→ WORK REQUIRED
Print the material from the line containing "[segment] dirt path" through the end of the material, reproducing every line with no changes.

→ INFORMATION GIVEN

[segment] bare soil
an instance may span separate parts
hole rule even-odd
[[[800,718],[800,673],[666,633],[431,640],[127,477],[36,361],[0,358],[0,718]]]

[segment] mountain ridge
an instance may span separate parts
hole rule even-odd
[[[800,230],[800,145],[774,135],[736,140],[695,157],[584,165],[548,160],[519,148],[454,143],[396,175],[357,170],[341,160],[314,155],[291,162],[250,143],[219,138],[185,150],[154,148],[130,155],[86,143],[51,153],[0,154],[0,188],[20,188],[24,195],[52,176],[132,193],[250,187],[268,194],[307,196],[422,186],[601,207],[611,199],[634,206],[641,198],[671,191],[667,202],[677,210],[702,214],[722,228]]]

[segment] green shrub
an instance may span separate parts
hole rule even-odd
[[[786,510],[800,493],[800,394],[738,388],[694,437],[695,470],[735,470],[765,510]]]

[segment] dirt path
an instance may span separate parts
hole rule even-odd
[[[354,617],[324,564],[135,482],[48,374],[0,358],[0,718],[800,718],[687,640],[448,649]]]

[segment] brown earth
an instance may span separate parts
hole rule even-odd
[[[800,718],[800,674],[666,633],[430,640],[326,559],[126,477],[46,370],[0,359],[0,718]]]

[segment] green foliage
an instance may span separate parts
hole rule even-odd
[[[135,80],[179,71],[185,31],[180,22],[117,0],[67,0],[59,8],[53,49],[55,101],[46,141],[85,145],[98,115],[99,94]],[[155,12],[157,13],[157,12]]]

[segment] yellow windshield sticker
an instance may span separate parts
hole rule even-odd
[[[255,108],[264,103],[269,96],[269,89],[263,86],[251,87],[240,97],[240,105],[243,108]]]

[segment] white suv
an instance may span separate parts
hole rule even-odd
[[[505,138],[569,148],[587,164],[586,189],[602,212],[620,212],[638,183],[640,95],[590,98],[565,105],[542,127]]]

→ RESPONSE TO THE EXERCISE
[segment] dirt path
an instance may span separate parts
hole rule even-odd
[[[354,617],[324,564],[135,482],[48,374],[0,358],[0,718],[800,718],[687,640],[448,649]]]

[segment] brown earth
an instance may span separate parts
hole rule even-odd
[[[800,718],[800,674],[666,633],[430,640],[326,559],[126,477],[46,370],[0,359],[0,718]]]

[segment] green foliage
an instance may span separate parts
hole rule even-odd
[[[135,80],[179,71],[185,31],[180,22],[117,0],[67,0],[59,8],[53,49],[55,101],[46,141],[85,145],[98,115],[99,94]],[[155,12],[157,13],[157,12]]]

[segment] yellow windshield sticker
an instance may span separate parts
hole rule even-odd
[[[255,108],[264,103],[269,96],[269,89],[263,86],[251,87],[240,97],[240,105],[243,108]]]

[segment] white suv
an instance may span separate parts
hole rule even-odd
[[[505,138],[569,148],[587,164],[586,189],[602,212],[620,212],[638,183],[640,95],[590,98],[565,105],[542,127]]]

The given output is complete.